:: GIVEN INFORMATION

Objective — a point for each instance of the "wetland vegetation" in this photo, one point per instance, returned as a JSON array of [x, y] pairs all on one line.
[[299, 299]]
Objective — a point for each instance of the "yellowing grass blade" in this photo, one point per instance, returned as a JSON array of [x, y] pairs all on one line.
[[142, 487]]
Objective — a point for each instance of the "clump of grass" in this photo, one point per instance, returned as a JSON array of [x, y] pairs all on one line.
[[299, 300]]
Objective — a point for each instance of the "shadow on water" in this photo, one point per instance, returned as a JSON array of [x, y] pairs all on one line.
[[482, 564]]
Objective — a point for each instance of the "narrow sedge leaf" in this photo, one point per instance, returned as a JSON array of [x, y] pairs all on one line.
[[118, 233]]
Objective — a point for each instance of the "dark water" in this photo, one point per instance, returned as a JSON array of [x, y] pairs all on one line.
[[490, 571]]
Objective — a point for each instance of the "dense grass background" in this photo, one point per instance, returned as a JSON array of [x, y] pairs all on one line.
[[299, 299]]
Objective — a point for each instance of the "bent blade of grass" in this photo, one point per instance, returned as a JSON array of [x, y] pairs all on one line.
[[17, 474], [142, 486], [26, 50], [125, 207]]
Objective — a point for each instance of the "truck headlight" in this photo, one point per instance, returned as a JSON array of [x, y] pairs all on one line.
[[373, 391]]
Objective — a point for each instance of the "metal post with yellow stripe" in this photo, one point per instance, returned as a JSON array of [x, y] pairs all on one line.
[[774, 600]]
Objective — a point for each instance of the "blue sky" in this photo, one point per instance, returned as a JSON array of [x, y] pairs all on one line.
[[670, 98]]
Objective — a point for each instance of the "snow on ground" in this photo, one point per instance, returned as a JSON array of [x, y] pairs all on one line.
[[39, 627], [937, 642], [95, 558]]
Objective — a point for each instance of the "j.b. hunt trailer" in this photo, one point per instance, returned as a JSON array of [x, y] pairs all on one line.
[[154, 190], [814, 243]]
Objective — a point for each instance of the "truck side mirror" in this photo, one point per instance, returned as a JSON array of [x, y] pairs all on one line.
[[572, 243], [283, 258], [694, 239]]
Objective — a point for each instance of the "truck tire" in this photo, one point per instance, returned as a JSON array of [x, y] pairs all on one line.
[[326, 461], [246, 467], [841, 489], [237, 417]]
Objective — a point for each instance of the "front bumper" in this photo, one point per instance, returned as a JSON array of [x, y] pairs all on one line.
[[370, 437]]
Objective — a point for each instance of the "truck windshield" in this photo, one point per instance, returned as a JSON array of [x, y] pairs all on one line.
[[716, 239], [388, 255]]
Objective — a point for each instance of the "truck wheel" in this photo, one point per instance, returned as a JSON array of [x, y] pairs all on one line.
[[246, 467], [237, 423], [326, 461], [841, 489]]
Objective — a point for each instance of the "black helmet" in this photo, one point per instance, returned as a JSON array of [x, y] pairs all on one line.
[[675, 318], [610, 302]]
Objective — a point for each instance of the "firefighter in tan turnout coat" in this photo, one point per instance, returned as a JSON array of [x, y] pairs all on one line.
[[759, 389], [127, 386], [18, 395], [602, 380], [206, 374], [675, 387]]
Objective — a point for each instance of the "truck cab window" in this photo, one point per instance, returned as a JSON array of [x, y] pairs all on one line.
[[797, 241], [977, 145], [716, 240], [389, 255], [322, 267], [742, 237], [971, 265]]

::::

WRITTEN TASK: Replace every "Objective" in the lines above with "Goal" and leave everything else unchanged.

RIGHT ANSWER:
Goal — a point for each instance of the "wetland vegetation" in this photo, one point per instance, returned as a JSON array of [x, y] pairs all on one line.
[[299, 299]]
Goal — a point for each instance of the "yellowing grass blade" in this photo, one point per instance, returned as a JSON array of [x, y] pairs all on one line.
[[142, 487]]
Goal — a point for each instance of the "clump of grass" in this photo, one point per instance, returned as a JSON array of [x, y] pairs all on one line.
[[299, 300]]
Goal — a point for each instance of the "shadow on water" in this photo, one point per instance, returned as a JSON array of [x, y] pairs all on one line.
[[482, 564]]
Goal — a point for each instance of the "narrow sedge leaf" in this photo, one point per instance, returned as a JSON array of [x, y] pairs all on one line.
[[118, 233]]
Goal — a point for each instance of the "dark water" in this photo, one point per instance, returned as a JSON array of [x, y] pairs all on one line.
[[490, 571]]
Goal — a point for each instance of the "dense grass background" in this photo, one point per instance, returned as a JSON array of [x, y] pairs all on one line.
[[299, 299]]
Goal — a point for each instance of the "bent blade of grass" in this photo, one point per instance, returned as a JSON array of [x, y] pairs all on one line.
[[17, 474], [142, 486], [26, 50], [125, 207]]
Goal — a point for each instance of the "truck headlight" in this photo, one point per instance, returned as a JSON array of [x, y] pairs all on one line.
[[373, 391]]
Goal — a point for each instance of the "metal post with yellow stripe" in this photo, one point per instance, returned as a JSON array of [x, y] pairs all on one line.
[[774, 600]]
Goal — a point for each instance of the "blue sky" in this photo, one point per instance, returned as a JSON array of [x, y] pairs all on one line.
[[670, 98]]
Goal — a point for each instance of the "snow on ground" in this photo, one point per instance, returned as a JSON array of [x, y] pairs all on one line.
[[39, 627], [937, 642], [95, 558]]
Goal — a point for each instance of the "j.b. hunt trailer" in this photo, one point per instance, returned as a JSON array of [x, y] pairs all on one line.
[[154, 190], [814, 243]]
Goal — a point for each instance of the "truck side mirror" in this photo, one point per instance, returned as a JSON array of [x, y] pairs all on one line.
[[572, 243], [283, 258], [694, 239]]
Goal — a point for each instance of the "truck tire" in this photo, one point per instance, returned as a JSON array of [x, y] pairs all on one line.
[[326, 461], [246, 467], [841, 489], [237, 417]]
Goal — a point for each instance of the "front bumper" in this photo, one point per instance, returned as a JSON array of [x, y] pairs all on one line.
[[370, 437]]
Goal — a point for each instance of the "truck windshield" in this photo, one point per instance, returned as a JSON array of [x, y] pairs all on one line.
[[716, 239], [388, 255]]
Goal — a point for each instance of the "truck wheel" in this photo, one point per instance, returned as a JSON array of [x, y] pairs all on one line.
[[246, 467], [237, 423], [326, 461], [841, 489]]
Goal — a point for each instance of the "black helmet" in this photo, one point per instance, returned as a JSON array of [x, y] pairs all on one line.
[[675, 318], [610, 302]]
Goal — a point for each instance of the "firefighter in tan turnout coat" in this photo, one point per instance, returned as a JSON array of [x, y] pairs all on one line.
[[759, 389], [127, 386], [18, 395], [602, 380], [206, 374], [675, 387]]
Goal — a point for each instance of the "truck cab window" in this photo, one point per instance, returned as a JSON array of [x, y] pairs all on one line.
[[797, 241], [977, 145], [716, 240], [389, 255], [322, 267], [742, 237], [971, 265]]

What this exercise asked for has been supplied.